** START OF The data **

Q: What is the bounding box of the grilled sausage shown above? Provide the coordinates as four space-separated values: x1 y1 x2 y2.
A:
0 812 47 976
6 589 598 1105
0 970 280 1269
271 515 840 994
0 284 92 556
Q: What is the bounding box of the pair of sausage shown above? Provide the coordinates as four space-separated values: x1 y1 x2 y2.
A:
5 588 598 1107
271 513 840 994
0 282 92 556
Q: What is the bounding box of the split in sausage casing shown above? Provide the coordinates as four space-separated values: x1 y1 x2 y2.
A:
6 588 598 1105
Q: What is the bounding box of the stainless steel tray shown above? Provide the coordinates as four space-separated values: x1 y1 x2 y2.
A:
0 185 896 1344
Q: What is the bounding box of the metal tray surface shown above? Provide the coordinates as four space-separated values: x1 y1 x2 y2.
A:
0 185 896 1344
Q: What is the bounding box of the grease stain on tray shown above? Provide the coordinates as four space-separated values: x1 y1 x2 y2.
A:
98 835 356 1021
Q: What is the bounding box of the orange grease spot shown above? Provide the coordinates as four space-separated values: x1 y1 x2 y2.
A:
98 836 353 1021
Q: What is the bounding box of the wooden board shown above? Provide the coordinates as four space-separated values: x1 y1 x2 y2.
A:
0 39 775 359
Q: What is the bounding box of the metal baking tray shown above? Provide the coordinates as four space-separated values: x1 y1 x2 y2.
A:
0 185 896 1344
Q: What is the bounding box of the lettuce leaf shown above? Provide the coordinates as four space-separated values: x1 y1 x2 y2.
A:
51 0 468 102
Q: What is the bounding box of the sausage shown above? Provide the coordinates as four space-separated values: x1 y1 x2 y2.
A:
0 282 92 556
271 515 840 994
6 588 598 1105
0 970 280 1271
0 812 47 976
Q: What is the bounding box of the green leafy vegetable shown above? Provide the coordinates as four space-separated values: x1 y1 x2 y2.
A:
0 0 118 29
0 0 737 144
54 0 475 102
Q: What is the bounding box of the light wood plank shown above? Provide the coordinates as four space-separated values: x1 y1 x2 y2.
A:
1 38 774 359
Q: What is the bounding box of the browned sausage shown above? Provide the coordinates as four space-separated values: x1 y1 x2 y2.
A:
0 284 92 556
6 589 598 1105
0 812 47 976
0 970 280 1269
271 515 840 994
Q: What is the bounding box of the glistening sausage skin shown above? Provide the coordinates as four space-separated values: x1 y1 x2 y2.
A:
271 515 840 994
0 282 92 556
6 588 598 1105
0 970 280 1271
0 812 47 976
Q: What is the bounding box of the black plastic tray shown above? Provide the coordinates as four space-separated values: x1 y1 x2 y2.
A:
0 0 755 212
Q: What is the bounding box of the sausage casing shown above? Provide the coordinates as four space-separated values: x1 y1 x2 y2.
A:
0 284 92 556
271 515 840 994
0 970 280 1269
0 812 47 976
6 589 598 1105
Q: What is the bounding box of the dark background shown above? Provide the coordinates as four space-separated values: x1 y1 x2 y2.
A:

** END OF The data **

Problem details
Rewrite the records starting at the line containing "Q: What is the bounding box of the black" and ending at the line containing "0 0 755 212", requests included, with each bounding-box coordinate in the answers multiplied by 1.25 and rounded to a whole number, halves rounded up. Give only those lines.

Response below
Q: What is the bounding box of the black plastic tray shown above? Provide the coordinates as four space-separated values: x1 y1 x2 y2.
A:
0 0 944 265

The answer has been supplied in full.